— RECORDED INFORMATION —
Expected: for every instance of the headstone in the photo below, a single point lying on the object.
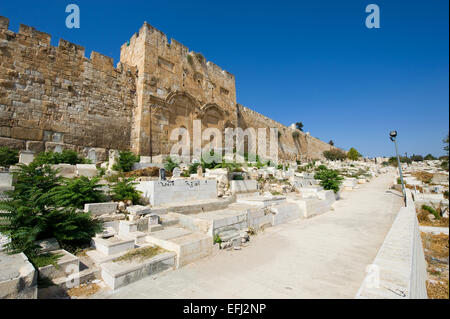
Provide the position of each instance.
(92, 156)
(162, 174)
(176, 172)
(199, 171)
(112, 157)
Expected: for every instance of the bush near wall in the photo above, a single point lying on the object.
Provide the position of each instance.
(31, 214)
(335, 155)
(8, 156)
(125, 161)
(329, 179)
(65, 157)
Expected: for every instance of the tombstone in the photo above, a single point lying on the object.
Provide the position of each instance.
(162, 174)
(176, 173)
(199, 171)
(112, 156)
(92, 156)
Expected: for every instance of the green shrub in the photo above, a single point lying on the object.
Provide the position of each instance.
(444, 165)
(393, 160)
(8, 156)
(29, 215)
(76, 192)
(353, 154)
(193, 168)
(170, 164)
(416, 158)
(34, 181)
(65, 157)
(335, 155)
(217, 239)
(45, 260)
(329, 179)
(124, 189)
(125, 161)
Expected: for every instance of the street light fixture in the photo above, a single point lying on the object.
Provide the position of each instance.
(393, 137)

— GIVEN TASK —
Reproduce verbatim the stretch of the records from the line containing "Expected: for every instance of the green" through the last line of the records, both ends included.

— SOLUTION —
Expected: for every instance of the green shrub in the photo above, a single point lying on the object.
Provide the position of each instance.
(444, 165)
(393, 160)
(8, 156)
(29, 215)
(76, 192)
(353, 154)
(193, 168)
(170, 164)
(416, 158)
(34, 181)
(65, 157)
(335, 155)
(217, 239)
(45, 260)
(329, 179)
(124, 189)
(125, 161)
Expected: for every instance of the street light fixture in the photo above, a single point lying on the object.
Provide the position of each instance.
(393, 137)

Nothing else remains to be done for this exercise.